Point localization data:

↓↓↓

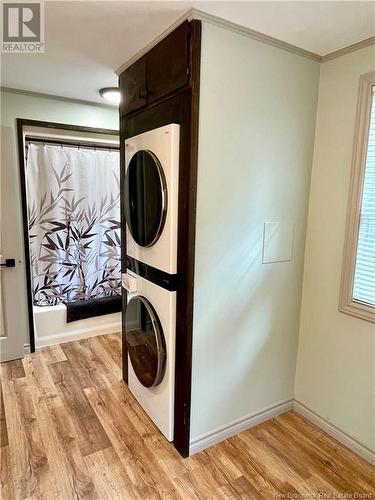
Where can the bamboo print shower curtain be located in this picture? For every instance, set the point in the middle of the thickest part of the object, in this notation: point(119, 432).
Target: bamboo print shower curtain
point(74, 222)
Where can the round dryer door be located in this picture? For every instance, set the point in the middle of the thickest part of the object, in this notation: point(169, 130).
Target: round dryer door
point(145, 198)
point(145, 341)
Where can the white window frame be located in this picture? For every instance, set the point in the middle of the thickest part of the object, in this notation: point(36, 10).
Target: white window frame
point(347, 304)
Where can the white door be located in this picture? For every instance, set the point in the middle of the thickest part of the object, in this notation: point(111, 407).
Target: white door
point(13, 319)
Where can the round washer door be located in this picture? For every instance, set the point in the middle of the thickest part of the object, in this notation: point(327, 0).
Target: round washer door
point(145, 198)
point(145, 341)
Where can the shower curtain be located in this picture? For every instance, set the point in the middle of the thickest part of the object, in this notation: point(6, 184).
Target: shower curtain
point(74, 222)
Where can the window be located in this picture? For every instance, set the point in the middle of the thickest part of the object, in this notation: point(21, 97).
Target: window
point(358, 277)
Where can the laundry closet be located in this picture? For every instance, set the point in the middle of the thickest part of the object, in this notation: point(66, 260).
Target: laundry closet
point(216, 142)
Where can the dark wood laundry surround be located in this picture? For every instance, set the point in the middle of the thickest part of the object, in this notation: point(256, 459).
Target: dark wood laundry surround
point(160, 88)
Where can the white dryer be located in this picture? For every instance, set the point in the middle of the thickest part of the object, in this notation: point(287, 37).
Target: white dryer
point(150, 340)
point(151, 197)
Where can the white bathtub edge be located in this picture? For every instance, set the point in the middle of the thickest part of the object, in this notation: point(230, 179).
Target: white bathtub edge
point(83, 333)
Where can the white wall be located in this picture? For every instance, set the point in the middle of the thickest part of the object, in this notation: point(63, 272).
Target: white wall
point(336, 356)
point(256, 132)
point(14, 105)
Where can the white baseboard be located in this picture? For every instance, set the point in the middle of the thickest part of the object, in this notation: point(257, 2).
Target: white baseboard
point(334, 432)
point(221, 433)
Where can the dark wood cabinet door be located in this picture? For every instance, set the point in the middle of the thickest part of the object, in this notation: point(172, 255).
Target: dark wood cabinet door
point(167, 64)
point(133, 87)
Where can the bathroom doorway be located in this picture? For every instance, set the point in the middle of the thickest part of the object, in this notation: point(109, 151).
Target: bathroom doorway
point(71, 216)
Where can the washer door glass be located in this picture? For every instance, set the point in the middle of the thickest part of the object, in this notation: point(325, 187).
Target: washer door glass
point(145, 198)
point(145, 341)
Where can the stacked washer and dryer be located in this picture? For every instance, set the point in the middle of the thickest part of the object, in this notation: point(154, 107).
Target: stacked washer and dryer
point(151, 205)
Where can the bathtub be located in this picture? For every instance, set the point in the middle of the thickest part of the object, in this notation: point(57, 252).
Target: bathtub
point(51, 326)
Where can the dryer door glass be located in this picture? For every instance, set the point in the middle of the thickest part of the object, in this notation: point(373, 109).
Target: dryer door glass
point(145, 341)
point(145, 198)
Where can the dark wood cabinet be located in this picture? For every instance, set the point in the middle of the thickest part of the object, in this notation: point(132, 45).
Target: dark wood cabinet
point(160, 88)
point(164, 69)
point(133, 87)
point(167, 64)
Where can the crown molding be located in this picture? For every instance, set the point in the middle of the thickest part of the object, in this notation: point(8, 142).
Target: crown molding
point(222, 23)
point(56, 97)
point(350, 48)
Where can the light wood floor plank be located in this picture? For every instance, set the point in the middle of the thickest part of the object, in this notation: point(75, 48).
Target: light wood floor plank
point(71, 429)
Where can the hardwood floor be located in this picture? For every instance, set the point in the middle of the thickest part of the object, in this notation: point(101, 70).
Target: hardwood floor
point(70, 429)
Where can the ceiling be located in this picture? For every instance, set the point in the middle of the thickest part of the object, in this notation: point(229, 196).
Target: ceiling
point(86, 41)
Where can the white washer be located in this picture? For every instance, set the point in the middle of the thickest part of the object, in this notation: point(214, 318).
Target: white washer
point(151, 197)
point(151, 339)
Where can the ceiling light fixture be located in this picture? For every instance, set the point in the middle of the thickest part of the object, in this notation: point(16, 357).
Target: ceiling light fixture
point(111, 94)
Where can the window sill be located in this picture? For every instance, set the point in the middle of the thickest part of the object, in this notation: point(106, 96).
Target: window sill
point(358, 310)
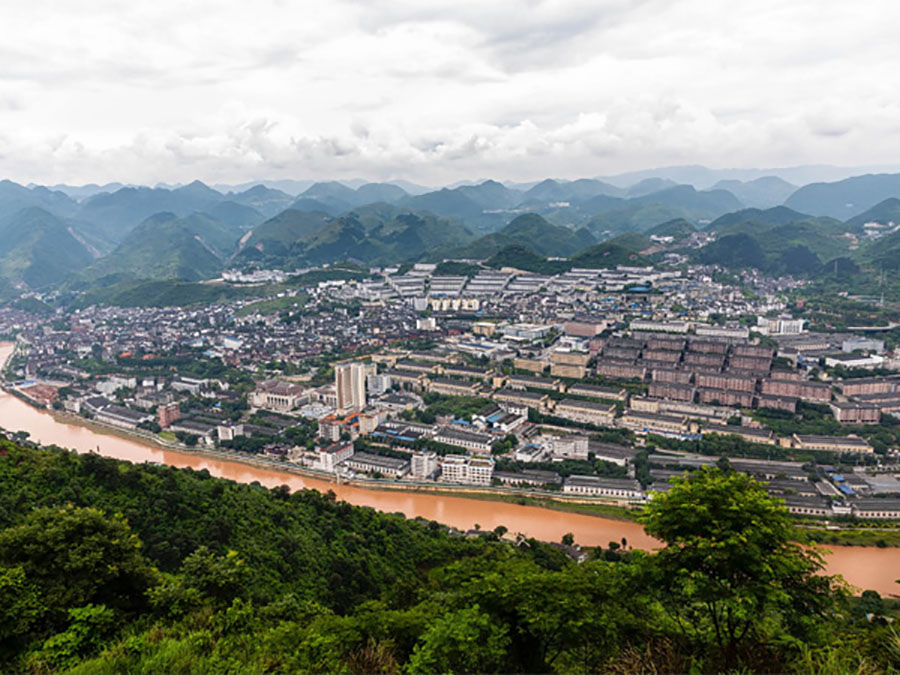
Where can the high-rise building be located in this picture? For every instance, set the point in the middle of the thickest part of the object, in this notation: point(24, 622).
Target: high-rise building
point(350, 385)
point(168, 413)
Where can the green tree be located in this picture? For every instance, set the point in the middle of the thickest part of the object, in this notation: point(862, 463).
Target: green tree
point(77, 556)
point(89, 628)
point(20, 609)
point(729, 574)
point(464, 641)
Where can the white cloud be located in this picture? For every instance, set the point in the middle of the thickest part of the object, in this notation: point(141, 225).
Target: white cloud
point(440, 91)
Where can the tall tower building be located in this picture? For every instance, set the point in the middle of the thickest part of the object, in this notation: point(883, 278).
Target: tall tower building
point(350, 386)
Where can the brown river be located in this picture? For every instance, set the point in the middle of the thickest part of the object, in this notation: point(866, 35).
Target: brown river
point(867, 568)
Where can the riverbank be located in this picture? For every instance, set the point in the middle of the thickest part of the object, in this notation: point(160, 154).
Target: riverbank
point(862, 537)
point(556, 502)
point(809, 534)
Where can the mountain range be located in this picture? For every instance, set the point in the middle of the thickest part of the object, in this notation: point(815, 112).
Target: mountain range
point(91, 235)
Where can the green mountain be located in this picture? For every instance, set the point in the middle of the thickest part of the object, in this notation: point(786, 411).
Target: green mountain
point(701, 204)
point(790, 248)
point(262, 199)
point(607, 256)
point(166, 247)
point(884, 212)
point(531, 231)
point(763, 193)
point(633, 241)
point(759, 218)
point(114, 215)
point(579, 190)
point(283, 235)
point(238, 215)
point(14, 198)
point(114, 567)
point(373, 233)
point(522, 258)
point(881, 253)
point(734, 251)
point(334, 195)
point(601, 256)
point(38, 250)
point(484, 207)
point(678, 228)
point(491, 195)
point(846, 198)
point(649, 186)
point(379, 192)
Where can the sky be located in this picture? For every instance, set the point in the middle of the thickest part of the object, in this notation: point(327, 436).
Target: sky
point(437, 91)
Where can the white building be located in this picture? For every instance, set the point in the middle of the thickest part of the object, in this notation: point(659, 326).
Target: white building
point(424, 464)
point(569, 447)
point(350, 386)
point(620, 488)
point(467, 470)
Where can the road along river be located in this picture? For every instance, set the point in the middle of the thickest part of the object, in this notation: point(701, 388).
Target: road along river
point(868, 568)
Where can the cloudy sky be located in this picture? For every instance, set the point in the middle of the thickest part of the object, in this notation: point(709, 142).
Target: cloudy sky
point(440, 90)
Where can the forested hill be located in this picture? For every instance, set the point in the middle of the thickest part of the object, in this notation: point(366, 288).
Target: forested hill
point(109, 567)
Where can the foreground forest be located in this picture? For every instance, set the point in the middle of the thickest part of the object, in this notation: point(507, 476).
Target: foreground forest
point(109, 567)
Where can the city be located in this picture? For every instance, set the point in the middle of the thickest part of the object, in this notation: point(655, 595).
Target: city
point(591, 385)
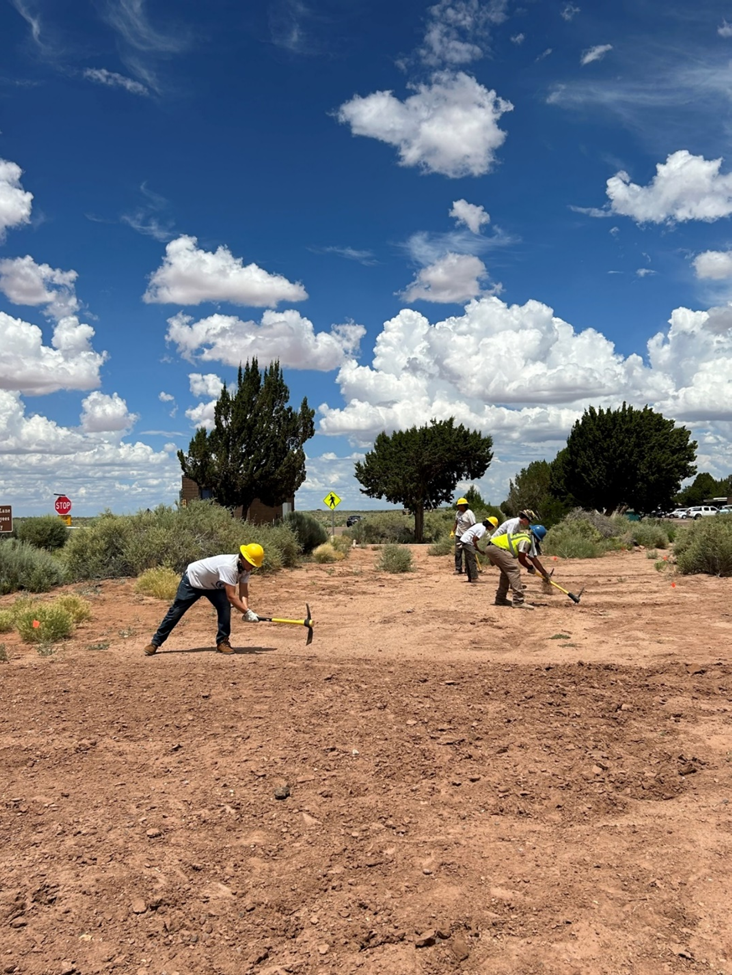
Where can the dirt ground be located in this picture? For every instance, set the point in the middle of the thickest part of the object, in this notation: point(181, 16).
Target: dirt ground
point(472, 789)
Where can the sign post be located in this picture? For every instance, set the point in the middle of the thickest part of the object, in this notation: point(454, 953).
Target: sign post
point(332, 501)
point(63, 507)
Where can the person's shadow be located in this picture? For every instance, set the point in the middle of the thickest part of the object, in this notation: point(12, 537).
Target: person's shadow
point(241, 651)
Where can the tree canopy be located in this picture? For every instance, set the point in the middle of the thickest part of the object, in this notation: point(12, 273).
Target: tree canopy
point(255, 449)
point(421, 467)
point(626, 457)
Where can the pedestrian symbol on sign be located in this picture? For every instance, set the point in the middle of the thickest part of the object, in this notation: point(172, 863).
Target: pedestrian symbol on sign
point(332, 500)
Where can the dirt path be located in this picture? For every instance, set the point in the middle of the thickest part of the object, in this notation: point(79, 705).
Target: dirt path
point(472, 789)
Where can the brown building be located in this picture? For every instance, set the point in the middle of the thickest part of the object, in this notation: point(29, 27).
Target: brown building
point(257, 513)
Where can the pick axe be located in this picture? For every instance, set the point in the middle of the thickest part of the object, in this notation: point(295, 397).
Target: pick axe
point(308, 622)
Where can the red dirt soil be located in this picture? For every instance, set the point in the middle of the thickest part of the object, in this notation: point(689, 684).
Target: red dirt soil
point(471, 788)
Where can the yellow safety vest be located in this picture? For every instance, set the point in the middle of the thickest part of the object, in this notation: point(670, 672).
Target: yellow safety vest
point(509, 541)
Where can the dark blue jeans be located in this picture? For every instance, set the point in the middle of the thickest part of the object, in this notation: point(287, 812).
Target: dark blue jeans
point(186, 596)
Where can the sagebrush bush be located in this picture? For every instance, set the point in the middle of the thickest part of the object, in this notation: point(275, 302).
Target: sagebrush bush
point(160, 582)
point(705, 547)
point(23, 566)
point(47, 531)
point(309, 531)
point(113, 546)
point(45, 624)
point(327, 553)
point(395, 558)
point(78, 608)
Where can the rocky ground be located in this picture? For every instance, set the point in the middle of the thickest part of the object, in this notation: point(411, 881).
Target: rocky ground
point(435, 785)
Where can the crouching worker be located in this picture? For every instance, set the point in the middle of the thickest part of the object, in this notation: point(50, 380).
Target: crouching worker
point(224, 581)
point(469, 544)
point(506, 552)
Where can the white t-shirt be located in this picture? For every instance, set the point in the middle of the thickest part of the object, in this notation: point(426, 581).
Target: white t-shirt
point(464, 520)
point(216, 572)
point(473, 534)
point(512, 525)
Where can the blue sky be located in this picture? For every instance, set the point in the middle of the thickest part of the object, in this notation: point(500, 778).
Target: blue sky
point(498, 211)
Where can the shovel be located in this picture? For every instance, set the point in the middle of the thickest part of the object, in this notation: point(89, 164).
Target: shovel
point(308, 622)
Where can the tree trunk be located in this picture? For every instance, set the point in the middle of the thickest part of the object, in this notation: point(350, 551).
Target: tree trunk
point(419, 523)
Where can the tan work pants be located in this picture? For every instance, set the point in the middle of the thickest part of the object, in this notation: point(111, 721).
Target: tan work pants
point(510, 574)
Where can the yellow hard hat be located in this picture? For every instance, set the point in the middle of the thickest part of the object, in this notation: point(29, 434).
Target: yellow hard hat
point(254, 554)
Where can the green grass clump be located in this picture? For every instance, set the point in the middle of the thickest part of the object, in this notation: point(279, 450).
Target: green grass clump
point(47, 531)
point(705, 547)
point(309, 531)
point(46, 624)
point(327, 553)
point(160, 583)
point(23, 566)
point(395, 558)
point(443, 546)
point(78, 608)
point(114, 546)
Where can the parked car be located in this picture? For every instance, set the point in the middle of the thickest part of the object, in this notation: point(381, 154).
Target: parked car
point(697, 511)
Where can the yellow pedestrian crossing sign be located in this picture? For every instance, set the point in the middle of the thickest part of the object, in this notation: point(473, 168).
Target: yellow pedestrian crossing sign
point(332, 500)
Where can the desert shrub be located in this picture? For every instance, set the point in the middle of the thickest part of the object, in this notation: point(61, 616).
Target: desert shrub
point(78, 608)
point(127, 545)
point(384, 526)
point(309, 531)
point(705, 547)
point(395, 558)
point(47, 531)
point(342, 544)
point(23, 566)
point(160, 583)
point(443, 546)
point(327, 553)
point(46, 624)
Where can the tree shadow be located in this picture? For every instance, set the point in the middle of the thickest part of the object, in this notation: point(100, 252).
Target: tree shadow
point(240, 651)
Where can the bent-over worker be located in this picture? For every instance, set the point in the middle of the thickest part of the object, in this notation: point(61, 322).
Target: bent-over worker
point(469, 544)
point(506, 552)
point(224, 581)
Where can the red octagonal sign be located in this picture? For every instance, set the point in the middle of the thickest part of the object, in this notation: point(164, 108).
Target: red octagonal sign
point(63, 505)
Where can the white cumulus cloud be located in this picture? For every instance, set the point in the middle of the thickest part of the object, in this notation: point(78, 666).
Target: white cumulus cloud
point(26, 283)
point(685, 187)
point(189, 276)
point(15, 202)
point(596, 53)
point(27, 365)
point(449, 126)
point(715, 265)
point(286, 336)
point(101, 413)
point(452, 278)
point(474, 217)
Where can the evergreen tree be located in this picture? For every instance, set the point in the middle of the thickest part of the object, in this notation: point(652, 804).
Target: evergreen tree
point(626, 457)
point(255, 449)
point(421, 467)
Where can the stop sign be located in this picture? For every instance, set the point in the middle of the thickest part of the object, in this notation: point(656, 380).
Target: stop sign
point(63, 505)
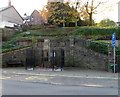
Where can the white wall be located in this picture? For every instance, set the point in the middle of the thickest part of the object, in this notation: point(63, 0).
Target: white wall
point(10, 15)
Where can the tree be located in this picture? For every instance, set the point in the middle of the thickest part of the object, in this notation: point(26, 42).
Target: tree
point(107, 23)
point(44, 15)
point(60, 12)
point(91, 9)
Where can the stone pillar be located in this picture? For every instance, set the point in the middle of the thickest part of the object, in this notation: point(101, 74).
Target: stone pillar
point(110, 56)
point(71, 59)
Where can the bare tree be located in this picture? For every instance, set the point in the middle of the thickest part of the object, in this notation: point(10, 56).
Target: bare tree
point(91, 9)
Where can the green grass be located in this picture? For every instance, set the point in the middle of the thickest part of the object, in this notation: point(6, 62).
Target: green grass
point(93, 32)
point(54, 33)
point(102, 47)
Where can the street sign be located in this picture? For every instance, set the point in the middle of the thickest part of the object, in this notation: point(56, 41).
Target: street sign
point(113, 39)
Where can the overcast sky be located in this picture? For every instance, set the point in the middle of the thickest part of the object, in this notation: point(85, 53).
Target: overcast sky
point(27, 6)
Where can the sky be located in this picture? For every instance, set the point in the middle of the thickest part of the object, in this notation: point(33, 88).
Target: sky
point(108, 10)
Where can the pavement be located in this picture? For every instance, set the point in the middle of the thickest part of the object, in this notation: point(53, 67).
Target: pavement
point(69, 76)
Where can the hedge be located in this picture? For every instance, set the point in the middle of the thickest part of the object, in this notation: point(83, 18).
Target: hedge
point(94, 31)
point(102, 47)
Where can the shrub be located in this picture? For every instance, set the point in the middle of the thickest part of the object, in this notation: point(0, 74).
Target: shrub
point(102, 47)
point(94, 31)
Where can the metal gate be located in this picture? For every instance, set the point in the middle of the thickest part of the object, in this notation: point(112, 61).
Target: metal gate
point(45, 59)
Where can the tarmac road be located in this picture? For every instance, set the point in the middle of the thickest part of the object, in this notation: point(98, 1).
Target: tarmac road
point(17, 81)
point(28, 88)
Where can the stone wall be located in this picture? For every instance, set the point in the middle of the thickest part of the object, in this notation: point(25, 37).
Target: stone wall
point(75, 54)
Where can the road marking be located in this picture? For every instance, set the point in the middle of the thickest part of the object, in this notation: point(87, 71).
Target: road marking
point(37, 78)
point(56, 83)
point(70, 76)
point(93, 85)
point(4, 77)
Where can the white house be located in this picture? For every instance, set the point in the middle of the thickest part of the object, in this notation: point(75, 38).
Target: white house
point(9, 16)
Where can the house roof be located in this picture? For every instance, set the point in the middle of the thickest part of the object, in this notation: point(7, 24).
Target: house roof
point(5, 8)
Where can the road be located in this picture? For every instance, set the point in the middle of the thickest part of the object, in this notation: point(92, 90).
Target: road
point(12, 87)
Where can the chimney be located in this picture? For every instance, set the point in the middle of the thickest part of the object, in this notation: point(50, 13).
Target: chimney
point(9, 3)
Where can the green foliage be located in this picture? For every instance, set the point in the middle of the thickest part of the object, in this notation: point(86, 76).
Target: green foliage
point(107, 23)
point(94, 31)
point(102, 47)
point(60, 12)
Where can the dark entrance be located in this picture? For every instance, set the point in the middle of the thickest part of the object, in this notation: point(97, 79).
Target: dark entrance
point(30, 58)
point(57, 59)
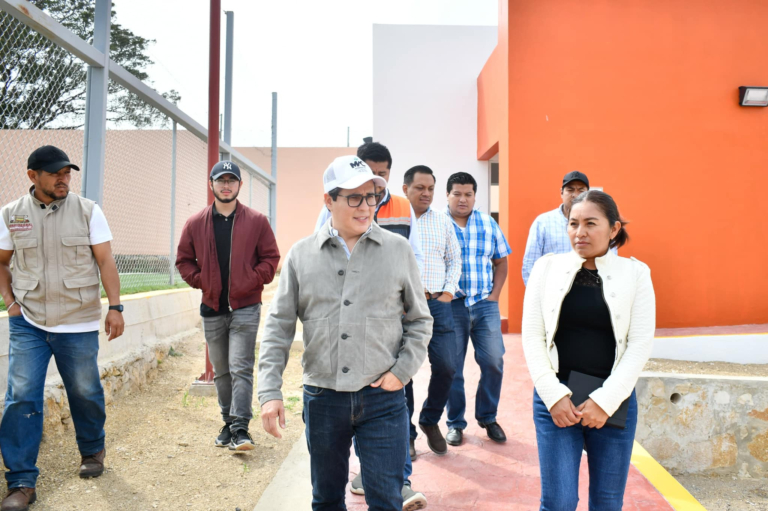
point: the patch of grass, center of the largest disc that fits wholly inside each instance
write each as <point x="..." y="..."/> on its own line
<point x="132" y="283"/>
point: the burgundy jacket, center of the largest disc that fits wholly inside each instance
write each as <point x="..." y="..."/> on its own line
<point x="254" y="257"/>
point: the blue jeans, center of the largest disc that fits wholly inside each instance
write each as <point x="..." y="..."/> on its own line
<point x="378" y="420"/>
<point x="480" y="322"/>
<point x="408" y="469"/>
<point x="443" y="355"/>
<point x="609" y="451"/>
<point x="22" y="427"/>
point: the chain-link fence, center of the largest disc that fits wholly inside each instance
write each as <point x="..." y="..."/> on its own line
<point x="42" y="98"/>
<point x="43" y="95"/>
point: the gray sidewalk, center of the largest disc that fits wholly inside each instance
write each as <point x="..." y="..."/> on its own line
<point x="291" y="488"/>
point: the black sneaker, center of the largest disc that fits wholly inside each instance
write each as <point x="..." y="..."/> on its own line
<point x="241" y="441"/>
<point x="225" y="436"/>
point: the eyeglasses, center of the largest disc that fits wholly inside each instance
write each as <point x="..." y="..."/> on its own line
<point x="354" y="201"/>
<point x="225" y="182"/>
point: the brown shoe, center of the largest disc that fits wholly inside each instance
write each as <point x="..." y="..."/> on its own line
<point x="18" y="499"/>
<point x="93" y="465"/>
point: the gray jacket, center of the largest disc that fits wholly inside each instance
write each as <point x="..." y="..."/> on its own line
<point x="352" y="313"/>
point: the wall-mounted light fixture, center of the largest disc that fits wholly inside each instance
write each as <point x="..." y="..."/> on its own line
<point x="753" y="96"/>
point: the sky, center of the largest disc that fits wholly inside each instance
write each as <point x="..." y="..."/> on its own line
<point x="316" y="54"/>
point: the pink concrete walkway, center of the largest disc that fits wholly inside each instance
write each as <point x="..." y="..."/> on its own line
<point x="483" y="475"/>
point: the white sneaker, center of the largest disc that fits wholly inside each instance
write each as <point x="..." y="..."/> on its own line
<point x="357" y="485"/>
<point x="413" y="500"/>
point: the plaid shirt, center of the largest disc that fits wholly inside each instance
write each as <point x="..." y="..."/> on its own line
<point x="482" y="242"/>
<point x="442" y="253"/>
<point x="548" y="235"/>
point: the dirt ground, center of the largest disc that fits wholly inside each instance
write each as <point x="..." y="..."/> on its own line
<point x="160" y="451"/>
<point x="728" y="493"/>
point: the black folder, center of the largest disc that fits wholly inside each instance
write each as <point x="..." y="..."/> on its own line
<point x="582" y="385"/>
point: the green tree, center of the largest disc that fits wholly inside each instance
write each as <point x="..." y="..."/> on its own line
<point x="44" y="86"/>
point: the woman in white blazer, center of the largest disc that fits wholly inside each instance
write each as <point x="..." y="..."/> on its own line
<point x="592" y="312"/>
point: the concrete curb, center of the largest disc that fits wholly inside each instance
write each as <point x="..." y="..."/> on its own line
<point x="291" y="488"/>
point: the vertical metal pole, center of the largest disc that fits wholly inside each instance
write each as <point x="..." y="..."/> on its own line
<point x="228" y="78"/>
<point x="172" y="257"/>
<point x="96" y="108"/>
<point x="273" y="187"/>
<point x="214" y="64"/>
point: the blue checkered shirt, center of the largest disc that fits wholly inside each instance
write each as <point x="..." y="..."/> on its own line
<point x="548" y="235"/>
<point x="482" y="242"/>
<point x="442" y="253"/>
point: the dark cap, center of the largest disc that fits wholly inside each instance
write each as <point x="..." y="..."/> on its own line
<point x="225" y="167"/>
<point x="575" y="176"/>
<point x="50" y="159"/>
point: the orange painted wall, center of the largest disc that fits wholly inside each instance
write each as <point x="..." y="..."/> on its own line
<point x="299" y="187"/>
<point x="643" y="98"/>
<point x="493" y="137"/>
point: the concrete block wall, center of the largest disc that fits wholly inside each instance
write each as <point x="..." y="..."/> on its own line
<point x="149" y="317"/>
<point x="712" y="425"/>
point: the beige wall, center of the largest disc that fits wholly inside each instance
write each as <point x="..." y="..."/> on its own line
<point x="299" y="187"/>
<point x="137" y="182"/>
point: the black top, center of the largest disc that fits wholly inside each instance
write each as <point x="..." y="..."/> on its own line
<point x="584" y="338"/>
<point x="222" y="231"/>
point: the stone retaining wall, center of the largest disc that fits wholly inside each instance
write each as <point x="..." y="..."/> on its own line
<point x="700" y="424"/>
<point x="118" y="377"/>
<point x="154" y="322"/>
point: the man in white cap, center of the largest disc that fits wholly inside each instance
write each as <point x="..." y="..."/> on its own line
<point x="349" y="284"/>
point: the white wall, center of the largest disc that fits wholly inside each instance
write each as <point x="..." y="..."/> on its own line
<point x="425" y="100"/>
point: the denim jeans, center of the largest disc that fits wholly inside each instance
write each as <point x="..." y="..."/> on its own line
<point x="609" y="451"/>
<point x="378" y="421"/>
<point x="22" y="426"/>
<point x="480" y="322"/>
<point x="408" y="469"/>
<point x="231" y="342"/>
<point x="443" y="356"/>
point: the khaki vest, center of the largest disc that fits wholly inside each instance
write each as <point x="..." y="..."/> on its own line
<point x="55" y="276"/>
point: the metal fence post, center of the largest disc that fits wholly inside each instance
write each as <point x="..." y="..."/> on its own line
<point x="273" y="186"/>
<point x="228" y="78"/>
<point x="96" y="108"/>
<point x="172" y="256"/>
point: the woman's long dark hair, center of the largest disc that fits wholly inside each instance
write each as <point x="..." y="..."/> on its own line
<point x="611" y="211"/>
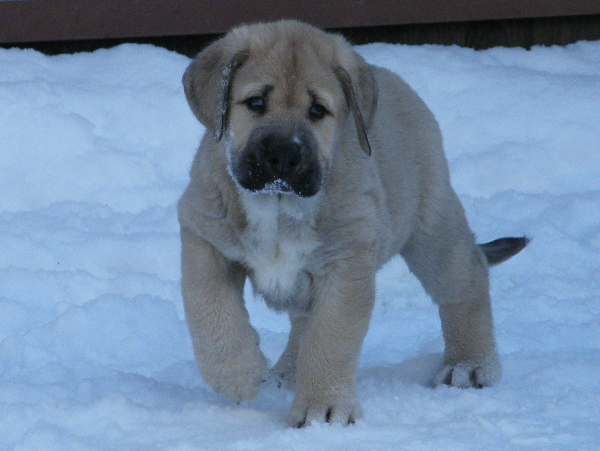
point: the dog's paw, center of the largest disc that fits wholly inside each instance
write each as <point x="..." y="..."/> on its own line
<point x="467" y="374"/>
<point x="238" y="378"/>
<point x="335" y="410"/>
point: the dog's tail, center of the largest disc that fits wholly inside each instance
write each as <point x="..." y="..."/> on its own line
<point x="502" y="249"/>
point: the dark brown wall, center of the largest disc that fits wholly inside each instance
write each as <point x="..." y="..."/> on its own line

↑↑↑

WORK TO COMPLETE: Only the lines that contain the string "woman" are to be copied from the records.

WRITTEN REPLY:
point: the woman in white blazer, center of the largest disc that fits wholly inside each instance
point: the woman's long dark hair, center of the largest disc that fits wholly inside each instance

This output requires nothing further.